PROBLEM STATEMENT. Reproduce every line of the data below without any change, but leave the pictures out of your output.

INFORMATION SUPPLIED.
Begin
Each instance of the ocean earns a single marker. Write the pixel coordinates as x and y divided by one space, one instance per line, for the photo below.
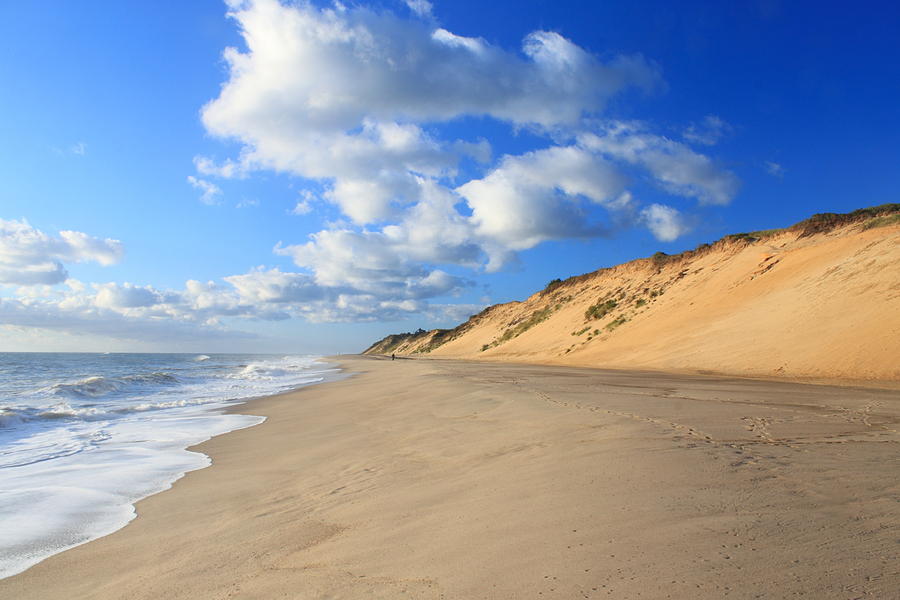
85 436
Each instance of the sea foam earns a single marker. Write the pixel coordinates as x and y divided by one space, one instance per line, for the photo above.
84 437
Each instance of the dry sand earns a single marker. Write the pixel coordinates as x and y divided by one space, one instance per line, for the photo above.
455 480
824 307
End
THE OUTPUT.
Each instance of the ocean earns a single marker. Write the pixel coordinates as x and y divided by one space, one instance per line, for the photo below.
85 436
Each instance of the sea foam earns a single marker. Write the pixel coordinates as x and y divided by one space, one instance per line, for the photo above.
84 437
Each instance of the dry sand earns a single marker. Write the pixel coordinates as x and y divided by one space, one instance per line, for the photo above.
455 480
824 307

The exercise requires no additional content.